**Written task:** Copy the lines word for word, starting at the line that contains "point: utility pole" and ending with the last of the lines.

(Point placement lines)
▼

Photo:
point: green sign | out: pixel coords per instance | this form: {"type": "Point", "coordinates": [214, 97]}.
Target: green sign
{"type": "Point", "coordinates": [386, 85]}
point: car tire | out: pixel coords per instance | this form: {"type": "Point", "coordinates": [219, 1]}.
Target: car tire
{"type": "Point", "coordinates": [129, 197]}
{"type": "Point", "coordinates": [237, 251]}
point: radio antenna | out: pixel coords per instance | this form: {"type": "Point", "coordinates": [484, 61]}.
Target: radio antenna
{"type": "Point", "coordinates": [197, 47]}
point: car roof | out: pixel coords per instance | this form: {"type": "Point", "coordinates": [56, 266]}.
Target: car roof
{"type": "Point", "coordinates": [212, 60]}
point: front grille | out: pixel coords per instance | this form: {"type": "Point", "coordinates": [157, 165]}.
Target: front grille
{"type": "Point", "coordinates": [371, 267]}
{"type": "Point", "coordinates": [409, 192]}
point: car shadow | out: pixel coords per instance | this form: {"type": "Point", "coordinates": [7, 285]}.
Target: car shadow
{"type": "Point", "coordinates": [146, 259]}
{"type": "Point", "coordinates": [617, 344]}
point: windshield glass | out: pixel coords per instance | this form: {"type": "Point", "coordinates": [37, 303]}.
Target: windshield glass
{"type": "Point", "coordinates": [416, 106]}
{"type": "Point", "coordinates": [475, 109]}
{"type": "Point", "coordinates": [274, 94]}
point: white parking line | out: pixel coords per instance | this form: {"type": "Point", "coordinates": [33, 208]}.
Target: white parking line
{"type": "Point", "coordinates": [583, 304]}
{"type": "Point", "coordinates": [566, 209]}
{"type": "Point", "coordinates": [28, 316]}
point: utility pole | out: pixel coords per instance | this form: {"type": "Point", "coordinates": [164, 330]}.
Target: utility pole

▲

**Response:**
point: utility pole | out: pixel coords per instance | this form: {"type": "Point", "coordinates": [164, 330]}.
Target: utility pole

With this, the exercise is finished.